GOAL: Could you give the entries again, from the line that contains "Target: green shrub" up to and including the line that contains "x=213, y=331", with "houseboat" swapped for "barge" and everything else unchanged? Leave the pictures out.

SUPPLIED DATA:
++++++++

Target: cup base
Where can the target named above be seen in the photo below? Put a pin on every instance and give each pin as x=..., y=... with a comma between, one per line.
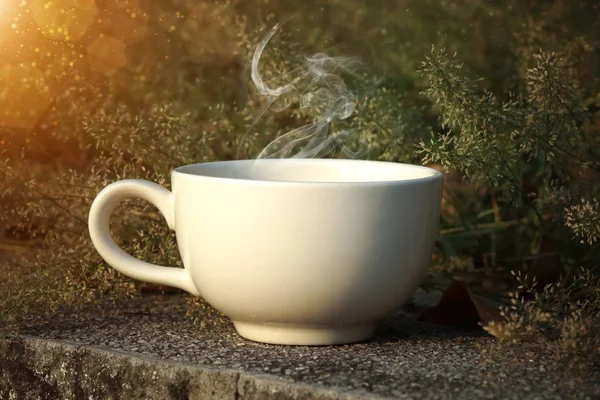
x=300, y=335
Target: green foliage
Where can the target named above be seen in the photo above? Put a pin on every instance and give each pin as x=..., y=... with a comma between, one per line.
x=502, y=96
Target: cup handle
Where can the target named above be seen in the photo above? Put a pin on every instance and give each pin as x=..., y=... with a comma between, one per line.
x=98, y=222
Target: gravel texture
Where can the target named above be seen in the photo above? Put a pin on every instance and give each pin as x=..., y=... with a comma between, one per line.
x=405, y=359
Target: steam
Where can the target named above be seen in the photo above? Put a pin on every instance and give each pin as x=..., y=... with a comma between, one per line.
x=319, y=87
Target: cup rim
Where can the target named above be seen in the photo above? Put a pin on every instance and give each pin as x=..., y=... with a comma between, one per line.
x=434, y=174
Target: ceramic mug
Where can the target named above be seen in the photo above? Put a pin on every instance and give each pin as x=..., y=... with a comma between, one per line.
x=294, y=251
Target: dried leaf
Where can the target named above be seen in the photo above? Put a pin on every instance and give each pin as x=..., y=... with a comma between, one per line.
x=459, y=307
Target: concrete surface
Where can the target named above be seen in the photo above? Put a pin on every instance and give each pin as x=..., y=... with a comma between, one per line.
x=147, y=348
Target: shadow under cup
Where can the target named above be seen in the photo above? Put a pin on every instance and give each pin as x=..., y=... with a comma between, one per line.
x=294, y=251
x=306, y=251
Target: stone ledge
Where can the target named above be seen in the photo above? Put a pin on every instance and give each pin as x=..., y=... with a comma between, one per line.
x=44, y=369
x=147, y=348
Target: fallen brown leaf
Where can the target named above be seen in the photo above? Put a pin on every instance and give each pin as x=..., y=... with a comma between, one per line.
x=460, y=307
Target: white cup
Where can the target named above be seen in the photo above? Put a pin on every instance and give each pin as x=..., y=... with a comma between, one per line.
x=294, y=251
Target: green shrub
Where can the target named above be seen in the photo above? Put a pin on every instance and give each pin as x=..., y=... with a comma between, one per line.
x=503, y=94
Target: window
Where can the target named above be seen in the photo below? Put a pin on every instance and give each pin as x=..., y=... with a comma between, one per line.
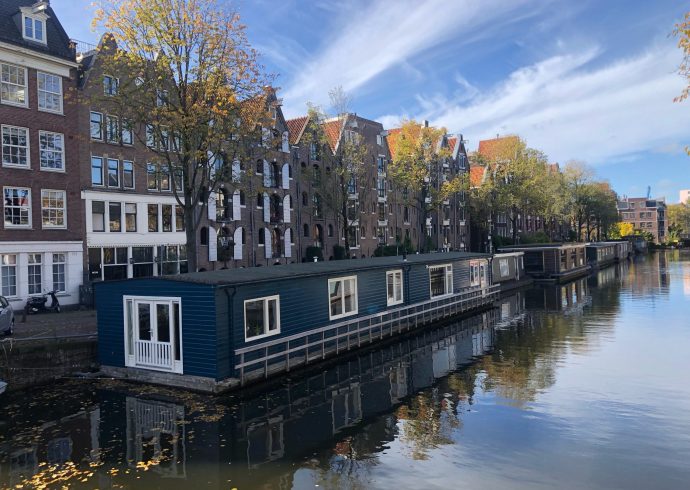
x=151, y=177
x=110, y=85
x=96, y=122
x=111, y=129
x=98, y=216
x=179, y=218
x=261, y=317
x=394, y=292
x=113, y=172
x=127, y=133
x=17, y=207
x=52, y=150
x=13, y=85
x=504, y=269
x=441, y=280
x=115, y=211
x=342, y=297
x=128, y=174
x=59, y=262
x=49, y=92
x=96, y=170
x=475, y=279
x=34, y=29
x=34, y=272
x=8, y=275
x=53, y=208
x=167, y=217
x=15, y=146
x=153, y=217
x=130, y=217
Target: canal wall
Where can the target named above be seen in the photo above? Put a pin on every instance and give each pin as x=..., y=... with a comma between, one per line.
x=28, y=362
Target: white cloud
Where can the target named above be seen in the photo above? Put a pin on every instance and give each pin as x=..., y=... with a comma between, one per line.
x=571, y=111
x=384, y=34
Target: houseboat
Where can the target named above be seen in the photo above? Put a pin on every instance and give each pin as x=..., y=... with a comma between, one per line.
x=601, y=254
x=552, y=262
x=508, y=270
x=213, y=331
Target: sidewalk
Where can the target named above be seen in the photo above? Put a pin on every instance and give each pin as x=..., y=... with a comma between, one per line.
x=54, y=325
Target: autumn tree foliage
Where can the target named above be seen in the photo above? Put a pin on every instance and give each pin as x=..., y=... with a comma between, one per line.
x=192, y=88
x=417, y=171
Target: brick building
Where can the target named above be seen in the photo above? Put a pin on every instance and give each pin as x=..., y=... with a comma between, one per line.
x=41, y=235
x=645, y=215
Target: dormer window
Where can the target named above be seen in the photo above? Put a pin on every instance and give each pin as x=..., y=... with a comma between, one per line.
x=34, y=29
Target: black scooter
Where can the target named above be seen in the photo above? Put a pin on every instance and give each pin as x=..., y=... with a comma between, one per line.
x=38, y=303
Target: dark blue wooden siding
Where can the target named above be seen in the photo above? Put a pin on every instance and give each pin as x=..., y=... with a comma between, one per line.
x=199, y=322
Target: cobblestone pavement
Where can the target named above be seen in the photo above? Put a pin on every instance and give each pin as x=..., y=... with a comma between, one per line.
x=54, y=325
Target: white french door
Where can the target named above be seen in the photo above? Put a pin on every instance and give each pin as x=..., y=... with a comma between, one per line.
x=154, y=333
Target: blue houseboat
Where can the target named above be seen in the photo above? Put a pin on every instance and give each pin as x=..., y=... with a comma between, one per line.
x=553, y=262
x=212, y=331
x=508, y=270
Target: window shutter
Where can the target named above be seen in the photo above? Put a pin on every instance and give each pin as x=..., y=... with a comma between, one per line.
x=286, y=176
x=267, y=243
x=286, y=209
x=288, y=243
x=236, y=210
x=267, y=209
x=212, y=245
x=212, y=207
x=237, y=238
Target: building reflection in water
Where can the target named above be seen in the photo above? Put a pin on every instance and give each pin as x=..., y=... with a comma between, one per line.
x=137, y=435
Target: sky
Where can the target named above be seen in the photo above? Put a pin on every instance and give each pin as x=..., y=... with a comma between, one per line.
x=589, y=80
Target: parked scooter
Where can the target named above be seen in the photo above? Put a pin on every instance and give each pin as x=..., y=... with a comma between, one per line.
x=39, y=303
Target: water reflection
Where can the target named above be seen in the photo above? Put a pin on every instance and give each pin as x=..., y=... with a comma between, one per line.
x=458, y=397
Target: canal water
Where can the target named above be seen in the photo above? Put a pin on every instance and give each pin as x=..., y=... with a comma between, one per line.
x=585, y=385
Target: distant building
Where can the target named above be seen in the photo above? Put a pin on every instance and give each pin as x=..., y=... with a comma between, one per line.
x=645, y=215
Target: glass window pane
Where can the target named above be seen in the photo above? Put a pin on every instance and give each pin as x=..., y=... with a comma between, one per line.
x=254, y=318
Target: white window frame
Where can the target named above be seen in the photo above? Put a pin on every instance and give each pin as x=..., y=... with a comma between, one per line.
x=397, y=275
x=63, y=272
x=356, y=299
x=25, y=86
x=265, y=300
x=447, y=280
x=27, y=147
x=15, y=275
x=34, y=21
x=61, y=152
x=101, y=126
x=27, y=226
x=130, y=358
x=49, y=208
x=48, y=92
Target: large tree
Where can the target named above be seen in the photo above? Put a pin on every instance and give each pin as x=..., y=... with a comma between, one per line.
x=417, y=171
x=192, y=89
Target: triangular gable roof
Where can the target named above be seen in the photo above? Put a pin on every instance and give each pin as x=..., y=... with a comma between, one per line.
x=491, y=149
x=477, y=175
x=296, y=127
x=333, y=130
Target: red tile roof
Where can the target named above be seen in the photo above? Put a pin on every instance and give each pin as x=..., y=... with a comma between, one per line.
x=492, y=149
x=332, y=130
x=296, y=128
x=477, y=173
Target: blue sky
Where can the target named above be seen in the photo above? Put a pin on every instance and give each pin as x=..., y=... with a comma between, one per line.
x=588, y=80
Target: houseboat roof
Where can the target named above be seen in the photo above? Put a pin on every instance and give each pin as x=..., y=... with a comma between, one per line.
x=289, y=271
x=537, y=246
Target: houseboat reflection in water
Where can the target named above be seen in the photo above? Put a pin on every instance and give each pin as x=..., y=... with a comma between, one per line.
x=153, y=433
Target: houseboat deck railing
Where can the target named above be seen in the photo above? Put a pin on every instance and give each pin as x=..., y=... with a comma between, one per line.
x=284, y=353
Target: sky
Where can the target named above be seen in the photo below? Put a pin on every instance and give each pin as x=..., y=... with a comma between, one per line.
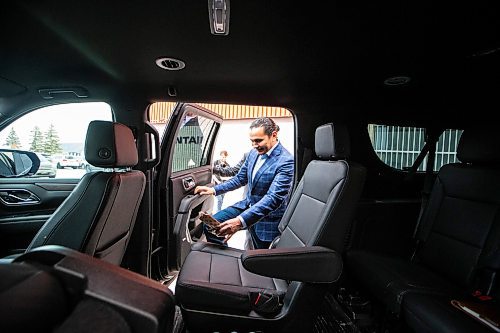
x=70, y=121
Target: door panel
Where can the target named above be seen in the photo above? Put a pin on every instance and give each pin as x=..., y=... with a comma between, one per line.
x=187, y=149
x=25, y=205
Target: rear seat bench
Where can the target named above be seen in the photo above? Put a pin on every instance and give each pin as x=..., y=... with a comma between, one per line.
x=458, y=244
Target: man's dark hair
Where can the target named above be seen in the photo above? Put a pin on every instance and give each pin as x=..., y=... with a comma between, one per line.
x=266, y=122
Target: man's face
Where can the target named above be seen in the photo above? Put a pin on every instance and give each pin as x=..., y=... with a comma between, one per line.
x=260, y=141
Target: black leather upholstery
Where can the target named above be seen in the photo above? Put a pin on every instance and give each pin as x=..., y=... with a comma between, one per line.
x=55, y=289
x=458, y=238
x=98, y=216
x=223, y=282
x=430, y=313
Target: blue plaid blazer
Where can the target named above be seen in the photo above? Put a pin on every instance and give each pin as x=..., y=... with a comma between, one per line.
x=268, y=192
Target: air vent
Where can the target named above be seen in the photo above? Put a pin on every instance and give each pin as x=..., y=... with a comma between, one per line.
x=397, y=81
x=170, y=64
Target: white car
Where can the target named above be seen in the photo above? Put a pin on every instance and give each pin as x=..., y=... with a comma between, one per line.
x=69, y=161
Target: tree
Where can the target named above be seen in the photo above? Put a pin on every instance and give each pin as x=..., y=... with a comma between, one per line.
x=51, y=145
x=37, y=141
x=13, y=140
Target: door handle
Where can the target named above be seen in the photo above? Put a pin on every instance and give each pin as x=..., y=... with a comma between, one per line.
x=17, y=197
x=188, y=183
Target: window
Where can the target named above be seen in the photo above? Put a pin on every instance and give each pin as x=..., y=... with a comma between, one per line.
x=57, y=135
x=399, y=146
x=191, y=146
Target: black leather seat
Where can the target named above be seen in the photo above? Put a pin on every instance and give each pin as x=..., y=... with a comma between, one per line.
x=56, y=289
x=458, y=240
x=279, y=289
x=98, y=216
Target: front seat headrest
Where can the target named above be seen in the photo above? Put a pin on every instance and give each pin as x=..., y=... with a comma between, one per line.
x=110, y=145
x=332, y=142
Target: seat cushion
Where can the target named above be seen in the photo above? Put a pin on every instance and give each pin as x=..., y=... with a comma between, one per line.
x=213, y=279
x=431, y=313
x=391, y=279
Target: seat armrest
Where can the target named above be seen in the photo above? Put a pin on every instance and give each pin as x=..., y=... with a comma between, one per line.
x=314, y=264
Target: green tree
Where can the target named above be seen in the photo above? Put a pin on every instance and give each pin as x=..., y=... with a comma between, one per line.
x=37, y=142
x=13, y=140
x=51, y=145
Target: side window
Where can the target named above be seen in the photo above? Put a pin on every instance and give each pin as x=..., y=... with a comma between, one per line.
x=399, y=146
x=192, y=143
x=56, y=134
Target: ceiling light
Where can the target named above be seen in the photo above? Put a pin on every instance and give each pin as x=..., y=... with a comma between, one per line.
x=218, y=15
x=397, y=80
x=170, y=64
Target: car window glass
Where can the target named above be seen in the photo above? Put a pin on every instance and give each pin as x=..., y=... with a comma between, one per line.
x=57, y=135
x=191, y=146
x=399, y=146
x=233, y=134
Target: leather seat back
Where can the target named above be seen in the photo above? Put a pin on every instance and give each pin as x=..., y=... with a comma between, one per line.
x=461, y=220
x=98, y=216
x=321, y=207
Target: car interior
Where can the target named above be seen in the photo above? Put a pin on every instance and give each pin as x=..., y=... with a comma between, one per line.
x=393, y=223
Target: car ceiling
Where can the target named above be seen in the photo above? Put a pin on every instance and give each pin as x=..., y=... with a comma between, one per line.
x=277, y=53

++++++++

WRITTEN SOLUTION:
Target: green shrub
Where can the target named above be seen in the photo above? Put a pin on every instance and give each pin as x=..., y=... with a comma between, one per line.
x=503, y=94
Target: window
Where can the target named above be seen in the photo below? Put a pin on every instance and give each pin as x=..., y=... with a comma between, one per line.
x=151, y=177
x=110, y=85
x=96, y=122
x=111, y=129
x=98, y=216
x=179, y=218
x=261, y=317
x=394, y=292
x=113, y=172
x=127, y=133
x=17, y=207
x=52, y=150
x=13, y=85
x=504, y=269
x=441, y=280
x=115, y=211
x=342, y=297
x=128, y=174
x=59, y=262
x=49, y=92
x=96, y=170
x=475, y=279
x=34, y=29
x=34, y=272
x=8, y=275
x=53, y=208
x=167, y=217
x=15, y=146
x=153, y=217
x=130, y=217
Target: canal wall
Where can the target named above be seen in the photo above? Put a pin on every instance and give each pin as x=..., y=... with a comma between, one per line.
x=28, y=362
Target: white cloud
Where can the target named above be seen in the photo above? Put a pin on every instance and give each pin as x=..., y=... with a comma between, one per line.
x=571, y=111
x=384, y=34
Target: barge
Where can the target named above be seen in the photo above? Put a pin on every instance and give each pin as x=..., y=... with a comma between, one per line.
x=601, y=254
x=552, y=262
x=508, y=270
x=213, y=331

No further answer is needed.